• Assignment 1: Retype the part of the passage on MyRXCoupons from "MyRXCoupons.com wanted to" up to and including "web development companies.".
• Assignment 2: Decide whether each statement agrees with the passage on MyRXCoupons, answering yes or no and quoting the words of the passage that settle it. (a) The company first treated the project as a traditional web development project. (b) Under OpsStream, the web development team had to create the underlying database and management system. (c) The final solution took longer than the traditional web development proposals offered.

• Provided passage:
····················

MyRXCoupons.com wanted to rapidly implement a robust, scalable website to deliver coupons to consumers from pharmaceutical companies. (Drug manufactures often issue “co-pay offset coupons” to help consumers reduce expense associated with their prescription medication.)
Initially the company viewed the project as a traditional web development project, and began obtaining proposals from web design and web development companies.
The company quickly realized that to meet their requirements through traditional web development would cost more money, consume more time, and result in a more limited solution than they were looking for.
Additionally, the proposed web development solutions would not address important internal operational requirements of managing the coupon repository, managing the sale and deployment of paid content on the site, and accumulating detailed data for complex analytical purposes.
OpsStream was able to offer an attractive alternative: by identifying that the coupon data and the related management were more than just web site content but were really operational in nature a robust, cost effective and highly scalable architecture was made possible in a short period of time.
On the back end, OpsStream provided an out-of-the-box solution for managing all necessary data and operational business processes, and provided a powerful framework for rapidly implementing specialized business logic—all without imposing limitations on the front end web environment.
OpsStream allowed the web development team to focus on presentation and visitor experience issues without worrying about creating the needed underlying database and management system. Standards-compliant best practices with complete flexibility could be fully embraced for front-end public-facing visitor interaction.
The result was a much more capable solution at a much lower cost and within a much shorter timeframe than the traditional web development proposals offered. What’s more, the solution was continually and incrementally demonstrable: no scary “dark” period of black-box development with uncertain results. From day one there was complete visibility on all aspects of the project.

····················

• Entries shown:
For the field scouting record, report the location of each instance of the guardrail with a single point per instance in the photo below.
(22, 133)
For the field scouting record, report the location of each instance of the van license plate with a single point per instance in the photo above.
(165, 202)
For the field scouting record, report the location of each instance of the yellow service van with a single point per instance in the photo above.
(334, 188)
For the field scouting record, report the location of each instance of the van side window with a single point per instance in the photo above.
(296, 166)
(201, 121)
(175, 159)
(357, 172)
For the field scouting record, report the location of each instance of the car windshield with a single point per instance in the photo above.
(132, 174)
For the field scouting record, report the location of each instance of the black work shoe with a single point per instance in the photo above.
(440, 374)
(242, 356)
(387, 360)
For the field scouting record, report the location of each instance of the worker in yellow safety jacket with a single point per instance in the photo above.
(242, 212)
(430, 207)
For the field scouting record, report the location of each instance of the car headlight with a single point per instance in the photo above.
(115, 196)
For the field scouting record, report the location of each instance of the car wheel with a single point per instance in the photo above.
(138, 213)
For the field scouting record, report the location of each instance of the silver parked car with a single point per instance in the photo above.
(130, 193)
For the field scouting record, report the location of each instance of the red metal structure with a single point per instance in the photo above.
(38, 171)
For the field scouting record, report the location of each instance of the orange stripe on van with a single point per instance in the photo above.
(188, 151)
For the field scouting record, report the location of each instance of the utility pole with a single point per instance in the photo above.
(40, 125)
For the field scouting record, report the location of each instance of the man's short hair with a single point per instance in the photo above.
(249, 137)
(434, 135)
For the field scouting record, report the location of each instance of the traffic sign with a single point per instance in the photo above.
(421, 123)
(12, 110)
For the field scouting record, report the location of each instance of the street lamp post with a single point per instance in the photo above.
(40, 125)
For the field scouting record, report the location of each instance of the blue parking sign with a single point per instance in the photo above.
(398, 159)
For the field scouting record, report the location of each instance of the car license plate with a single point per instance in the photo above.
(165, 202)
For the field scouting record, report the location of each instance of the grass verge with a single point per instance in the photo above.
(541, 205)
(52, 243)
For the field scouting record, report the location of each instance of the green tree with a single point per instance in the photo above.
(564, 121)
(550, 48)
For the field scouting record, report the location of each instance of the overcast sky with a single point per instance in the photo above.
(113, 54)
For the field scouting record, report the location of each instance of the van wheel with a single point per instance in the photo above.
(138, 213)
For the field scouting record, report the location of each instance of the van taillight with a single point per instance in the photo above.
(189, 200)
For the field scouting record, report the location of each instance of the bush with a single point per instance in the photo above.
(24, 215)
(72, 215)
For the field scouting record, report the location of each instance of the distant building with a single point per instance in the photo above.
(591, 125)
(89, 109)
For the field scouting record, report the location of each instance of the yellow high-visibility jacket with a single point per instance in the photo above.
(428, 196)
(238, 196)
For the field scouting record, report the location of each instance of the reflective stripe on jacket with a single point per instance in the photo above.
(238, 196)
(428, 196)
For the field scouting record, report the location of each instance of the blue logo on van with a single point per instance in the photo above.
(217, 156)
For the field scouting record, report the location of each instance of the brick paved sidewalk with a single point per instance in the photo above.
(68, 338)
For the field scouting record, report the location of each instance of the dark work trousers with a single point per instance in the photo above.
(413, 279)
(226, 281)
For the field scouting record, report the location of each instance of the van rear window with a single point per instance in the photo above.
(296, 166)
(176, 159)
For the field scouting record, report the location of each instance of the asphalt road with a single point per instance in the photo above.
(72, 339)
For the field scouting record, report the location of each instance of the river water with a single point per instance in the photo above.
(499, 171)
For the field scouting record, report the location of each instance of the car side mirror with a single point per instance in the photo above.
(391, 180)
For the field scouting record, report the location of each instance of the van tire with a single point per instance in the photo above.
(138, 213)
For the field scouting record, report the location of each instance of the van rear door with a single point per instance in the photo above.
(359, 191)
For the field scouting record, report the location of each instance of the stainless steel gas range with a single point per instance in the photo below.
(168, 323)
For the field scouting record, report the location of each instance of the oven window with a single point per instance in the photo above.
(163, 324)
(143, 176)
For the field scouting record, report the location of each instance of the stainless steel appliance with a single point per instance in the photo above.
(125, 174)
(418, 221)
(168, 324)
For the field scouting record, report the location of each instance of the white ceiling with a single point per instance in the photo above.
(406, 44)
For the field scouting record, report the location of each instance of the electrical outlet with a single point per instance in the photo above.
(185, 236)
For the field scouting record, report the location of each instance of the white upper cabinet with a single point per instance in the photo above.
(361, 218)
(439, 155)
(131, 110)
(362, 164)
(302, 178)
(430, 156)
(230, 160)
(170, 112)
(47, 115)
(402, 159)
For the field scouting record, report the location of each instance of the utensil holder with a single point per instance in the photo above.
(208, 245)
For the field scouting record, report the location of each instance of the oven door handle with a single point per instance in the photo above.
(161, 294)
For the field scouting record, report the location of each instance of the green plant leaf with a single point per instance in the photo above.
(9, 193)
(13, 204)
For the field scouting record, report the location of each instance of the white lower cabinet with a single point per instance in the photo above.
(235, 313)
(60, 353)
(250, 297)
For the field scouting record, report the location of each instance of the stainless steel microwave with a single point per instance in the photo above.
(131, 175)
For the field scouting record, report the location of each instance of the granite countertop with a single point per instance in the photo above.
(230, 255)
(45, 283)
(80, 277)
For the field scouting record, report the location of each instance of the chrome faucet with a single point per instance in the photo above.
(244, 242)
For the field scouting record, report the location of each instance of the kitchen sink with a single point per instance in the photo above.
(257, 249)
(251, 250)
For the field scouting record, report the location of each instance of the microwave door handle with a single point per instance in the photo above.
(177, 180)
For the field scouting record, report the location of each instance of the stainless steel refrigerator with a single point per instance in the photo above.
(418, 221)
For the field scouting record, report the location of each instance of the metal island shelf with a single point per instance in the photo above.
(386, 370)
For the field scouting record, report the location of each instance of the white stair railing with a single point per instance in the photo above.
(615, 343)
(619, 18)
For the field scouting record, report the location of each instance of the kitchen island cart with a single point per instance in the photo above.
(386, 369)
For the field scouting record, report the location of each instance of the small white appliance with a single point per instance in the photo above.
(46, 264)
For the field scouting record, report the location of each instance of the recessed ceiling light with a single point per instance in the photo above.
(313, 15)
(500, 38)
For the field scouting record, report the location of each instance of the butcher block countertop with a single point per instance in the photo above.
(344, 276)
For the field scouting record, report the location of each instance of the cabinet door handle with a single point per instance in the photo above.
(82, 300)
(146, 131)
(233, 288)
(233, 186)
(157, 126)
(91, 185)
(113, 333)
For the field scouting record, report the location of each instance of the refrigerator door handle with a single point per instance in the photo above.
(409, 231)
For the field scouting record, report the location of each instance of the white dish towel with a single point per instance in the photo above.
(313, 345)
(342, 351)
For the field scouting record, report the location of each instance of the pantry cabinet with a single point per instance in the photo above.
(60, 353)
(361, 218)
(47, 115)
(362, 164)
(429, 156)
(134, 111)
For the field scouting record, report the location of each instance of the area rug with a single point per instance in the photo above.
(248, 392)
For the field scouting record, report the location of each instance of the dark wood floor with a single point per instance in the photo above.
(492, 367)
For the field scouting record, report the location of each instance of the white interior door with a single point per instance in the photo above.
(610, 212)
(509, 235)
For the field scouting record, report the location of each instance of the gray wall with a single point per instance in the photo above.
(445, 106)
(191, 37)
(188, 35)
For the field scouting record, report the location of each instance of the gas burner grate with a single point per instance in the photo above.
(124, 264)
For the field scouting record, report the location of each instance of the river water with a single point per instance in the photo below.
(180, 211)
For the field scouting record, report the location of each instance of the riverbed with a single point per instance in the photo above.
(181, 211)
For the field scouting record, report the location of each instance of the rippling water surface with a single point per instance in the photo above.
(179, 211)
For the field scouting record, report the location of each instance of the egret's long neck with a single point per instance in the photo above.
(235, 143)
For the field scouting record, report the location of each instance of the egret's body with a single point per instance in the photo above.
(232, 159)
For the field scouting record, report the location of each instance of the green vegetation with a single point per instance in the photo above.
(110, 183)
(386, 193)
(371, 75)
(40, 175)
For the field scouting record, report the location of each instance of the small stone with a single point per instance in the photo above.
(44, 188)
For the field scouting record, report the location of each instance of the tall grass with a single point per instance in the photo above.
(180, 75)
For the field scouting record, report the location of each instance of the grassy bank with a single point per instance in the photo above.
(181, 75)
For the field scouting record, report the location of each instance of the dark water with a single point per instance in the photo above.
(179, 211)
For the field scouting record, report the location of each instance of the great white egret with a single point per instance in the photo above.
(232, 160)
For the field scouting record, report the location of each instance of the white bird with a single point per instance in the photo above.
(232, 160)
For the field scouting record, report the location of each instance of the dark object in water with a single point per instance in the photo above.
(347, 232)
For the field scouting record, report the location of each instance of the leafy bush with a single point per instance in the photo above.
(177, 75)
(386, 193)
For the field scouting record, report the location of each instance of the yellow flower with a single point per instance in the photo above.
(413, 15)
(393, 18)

····················

• Answer section 1:
MyRXCoupons.com wanted to rapidly implement a robust, scalable website to deliver coupons to consumers from pharmaceutical companies. (Drug manufactures often issue “co-pay offset coupons” to help consumers reduce expense associated with their prescription medication.)
Initially the company viewed the project as a traditional web development project, and began obtaining proposals from web design and web development companies.

• Answer section 2:
(a) Yes: "Initially the company viewed the project as a traditional web development project"
(b) No: "without worrying about creating the needed underlying database and management system"
(c) No: "within a much shorter timeframe than the traditional web development proposals offered"